#### ABOUT THIS EXERCISE
Repeat the full listing, word for word.

:: SUPPLIED RECORDS ::

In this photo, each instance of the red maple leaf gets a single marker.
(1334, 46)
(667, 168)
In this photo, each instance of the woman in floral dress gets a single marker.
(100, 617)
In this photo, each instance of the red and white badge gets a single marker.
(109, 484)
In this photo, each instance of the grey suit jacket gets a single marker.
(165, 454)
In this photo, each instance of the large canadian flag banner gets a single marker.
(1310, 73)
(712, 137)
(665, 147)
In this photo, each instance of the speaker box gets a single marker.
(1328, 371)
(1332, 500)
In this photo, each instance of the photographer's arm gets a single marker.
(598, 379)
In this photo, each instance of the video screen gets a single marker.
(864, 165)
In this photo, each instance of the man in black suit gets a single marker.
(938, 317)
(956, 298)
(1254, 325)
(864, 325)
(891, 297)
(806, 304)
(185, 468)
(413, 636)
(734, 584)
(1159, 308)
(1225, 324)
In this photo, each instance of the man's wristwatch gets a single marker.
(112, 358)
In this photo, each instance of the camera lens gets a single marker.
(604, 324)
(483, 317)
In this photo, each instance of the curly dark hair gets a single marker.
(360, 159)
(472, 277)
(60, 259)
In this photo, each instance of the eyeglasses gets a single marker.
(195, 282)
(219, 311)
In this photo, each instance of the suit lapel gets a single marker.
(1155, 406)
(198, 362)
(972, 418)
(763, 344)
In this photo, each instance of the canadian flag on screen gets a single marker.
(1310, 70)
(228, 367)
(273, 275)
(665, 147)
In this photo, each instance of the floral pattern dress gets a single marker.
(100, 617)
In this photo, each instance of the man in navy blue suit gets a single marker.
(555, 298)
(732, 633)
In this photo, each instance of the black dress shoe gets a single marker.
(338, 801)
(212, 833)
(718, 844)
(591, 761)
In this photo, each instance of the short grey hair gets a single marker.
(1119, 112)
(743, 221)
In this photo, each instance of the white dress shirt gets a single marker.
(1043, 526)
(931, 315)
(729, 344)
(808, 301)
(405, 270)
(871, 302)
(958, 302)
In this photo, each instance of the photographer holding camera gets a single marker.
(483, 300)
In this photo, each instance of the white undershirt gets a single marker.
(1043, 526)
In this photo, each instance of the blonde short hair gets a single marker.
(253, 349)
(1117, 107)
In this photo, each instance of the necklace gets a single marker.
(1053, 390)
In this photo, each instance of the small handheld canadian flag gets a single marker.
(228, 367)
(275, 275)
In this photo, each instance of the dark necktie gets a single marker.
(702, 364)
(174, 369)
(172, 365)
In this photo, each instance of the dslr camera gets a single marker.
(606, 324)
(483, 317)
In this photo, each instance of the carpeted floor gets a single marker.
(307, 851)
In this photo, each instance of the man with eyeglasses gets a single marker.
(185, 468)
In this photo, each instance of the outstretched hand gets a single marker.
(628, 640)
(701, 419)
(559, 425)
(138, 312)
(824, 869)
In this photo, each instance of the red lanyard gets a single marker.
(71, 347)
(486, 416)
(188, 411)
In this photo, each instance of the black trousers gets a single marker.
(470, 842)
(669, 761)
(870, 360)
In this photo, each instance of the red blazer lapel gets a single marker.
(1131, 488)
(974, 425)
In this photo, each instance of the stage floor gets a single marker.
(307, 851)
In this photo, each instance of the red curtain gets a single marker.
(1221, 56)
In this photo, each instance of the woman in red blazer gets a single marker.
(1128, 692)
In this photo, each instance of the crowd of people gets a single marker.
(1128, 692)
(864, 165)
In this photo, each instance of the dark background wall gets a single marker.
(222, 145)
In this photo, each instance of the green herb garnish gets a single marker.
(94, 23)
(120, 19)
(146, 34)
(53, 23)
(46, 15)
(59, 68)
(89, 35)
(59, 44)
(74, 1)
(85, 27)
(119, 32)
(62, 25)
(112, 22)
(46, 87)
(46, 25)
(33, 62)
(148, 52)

:::

#### RESPONSE BELOW
In this photo, each instance of the red maple leaf gets a single marker.
(1334, 46)
(667, 168)
In this photo, each instance of the woman in floral dress gets a single marker.
(100, 617)
In this photo, each instance of the red and white badge gets a single marker.
(109, 484)
In this photo, each instance of the grey suit jacket gets a single marker.
(165, 454)
In this photo, each instance of the large canadian flag banner gets a single marker.
(1310, 73)
(712, 137)
(665, 147)
In this photo, each instance of the speaker box gets a single marker.
(1328, 371)
(1332, 500)
In this photo, each instance of the photographer's arm gets a single marker.
(598, 379)
In this photo, each instance of the video screen gets a single marker.
(864, 165)
In this photo, each instance of the man in black suit gets a single marker.
(938, 317)
(956, 298)
(1254, 325)
(864, 325)
(891, 297)
(806, 304)
(185, 468)
(413, 636)
(734, 584)
(1159, 308)
(1225, 324)
In this photo, each instance of the man's wristwatch gets a single marker.
(112, 358)
In this photo, each instance of the camera lens gets a single marker.
(604, 324)
(483, 317)
In this photo, each instance of the curly dark hair gets a single marker.
(360, 159)
(472, 277)
(60, 259)
In this photo, each instance of the eyeglasses gets a single marker.
(195, 282)
(219, 311)
In this photo, each instance of the suit lapel gets a single marker.
(1155, 406)
(198, 362)
(972, 418)
(763, 344)
In this photo, each instance of the canadian flag on screen gets a single marker.
(1310, 70)
(228, 367)
(273, 275)
(665, 147)
In this photo, each instance of the floral pattern dress gets a single marker.
(100, 617)
In this photo, each instance of the man in navy blue suit gets a single marker.
(555, 298)
(732, 633)
In this photo, each instance of the black dress shoe gets a single marker.
(338, 801)
(212, 833)
(718, 844)
(591, 761)
In this photo, each instance of the short grey hair gets a single marker.
(1119, 112)
(743, 221)
In this photo, each instance of the white dress shirt gets a single marker.
(1043, 526)
(931, 315)
(729, 344)
(808, 301)
(405, 270)
(871, 302)
(958, 302)
In this photo, each instance of the photographer holding camera gets a single marker.
(483, 300)
In this photo, each instance of the white undershirt gets a single marker.
(1043, 526)
In this photo, each instance of the blonde short hair gets a single marker.
(253, 349)
(1117, 107)
In this photo, each instance of the necklace gets a single marker.
(1053, 390)
In this photo, each instance of the small handheld canadian flag gets a single marker.
(228, 367)
(275, 275)
In this photo, each instance of the dark necktie gets a single marker.
(702, 364)
(174, 369)
(172, 365)
In this photo, each instance of the dslr camera gets a single marker.
(606, 324)
(483, 317)
In this photo, each instance of the carpeted floor gets a single marker.
(307, 851)
In this photo, each instance of the man with eyeglasses gets a single marker.
(185, 468)
In this photo, each instance of the outstretched hand gets a single marker.
(628, 640)
(701, 419)
(559, 425)
(138, 312)
(824, 869)
In this photo, each instance of the red lanyard gets a single marker.
(71, 347)
(486, 416)
(188, 411)
In this photo, each instance of the black trousers gets a single marker.
(470, 842)
(669, 761)
(870, 360)
In this photo, each instance of the red blazer lapel gets a single marker.
(1131, 488)
(974, 425)
In this photo, each instance of the stage floor gets a single marker.
(307, 851)
In this photo, each instance of the red curtain gets a single marker.
(1221, 56)
In this photo, each instance of the woman in red blazer gets a single marker.
(1128, 692)
In this photo, each instance of the crowd of people gets a single marker.
(1128, 692)
(864, 165)
In this photo, each instance of the dark background wall gets a single marker.
(222, 145)
In this photo, each instance of the green herb garnish gets a single marker.
(94, 23)
(120, 19)
(146, 34)
(53, 23)
(46, 15)
(59, 68)
(89, 35)
(59, 44)
(74, 1)
(85, 27)
(119, 32)
(62, 25)
(112, 22)
(46, 87)
(46, 25)
(33, 62)
(148, 52)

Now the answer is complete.